[Point-based annotation data]
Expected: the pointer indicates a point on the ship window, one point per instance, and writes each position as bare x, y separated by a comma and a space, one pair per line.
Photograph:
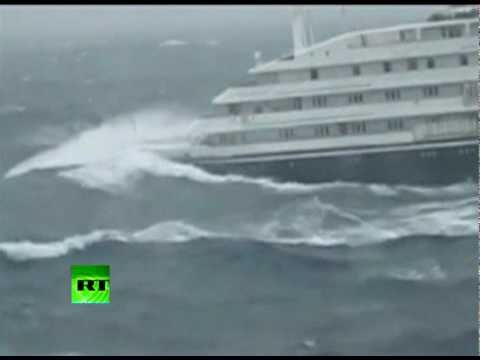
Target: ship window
444, 32
319, 101
430, 63
356, 70
455, 31
359, 128
474, 28
430, 91
234, 109
395, 124
322, 130
412, 64
392, 95
355, 98
387, 67
297, 104
286, 134
258, 109
343, 129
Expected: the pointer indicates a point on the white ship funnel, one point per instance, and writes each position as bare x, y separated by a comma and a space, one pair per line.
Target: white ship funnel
301, 29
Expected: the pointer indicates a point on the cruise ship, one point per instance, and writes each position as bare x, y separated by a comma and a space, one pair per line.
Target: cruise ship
395, 104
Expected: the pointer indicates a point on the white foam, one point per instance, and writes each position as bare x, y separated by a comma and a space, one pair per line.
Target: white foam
173, 42
425, 271
169, 231
26, 250
309, 221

* AIM OF THE EXERCISE:
Render every line of the entries above as a JSON list of strings, one string per line, omitting blank lines and leaving out the pictures.

* COMPLETE OUTPUT:
[
  "Expected: the pointer indicates a point on the ship window, one point per instance, and writes each position as bare x, y separated by a comma and a space, one pair per line.",
  "Photograph:",
  "Target: ship window",
  "444, 32",
  "319, 101",
  "430, 63",
  "356, 70",
  "455, 31",
  "359, 128",
  "474, 28",
  "430, 91",
  "234, 109",
  "395, 124",
  "322, 130",
  "412, 64",
  "392, 95",
  "355, 98",
  "387, 67",
  "297, 104",
  "286, 134",
  "258, 109",
  "343, 129",
  "Expected: the pointer indicates a point on the white ship funnel, one point per instance, and writes each position as bare x, y separated by a comma and a space, one pair per line.",
  "Target: white ship funnel",
  "301, 29",
  "Expected: the pointer indicates a point on the cruise ship, one point per instance, and writes each position as bare x, y separated by a comma and a space, one pair per line.",
  "Target: cruise ship",
  "395, 104",
  "Expected: the pointer indicates a point on the white foam, one point per instance, and writes each position as bare x, y separated by a comma and a space, one pair per line.",
  "Target: white foam",
  "173, 42",
  "425, 271",
  "169, 231",
  "26, 250",
  "309, 221"
]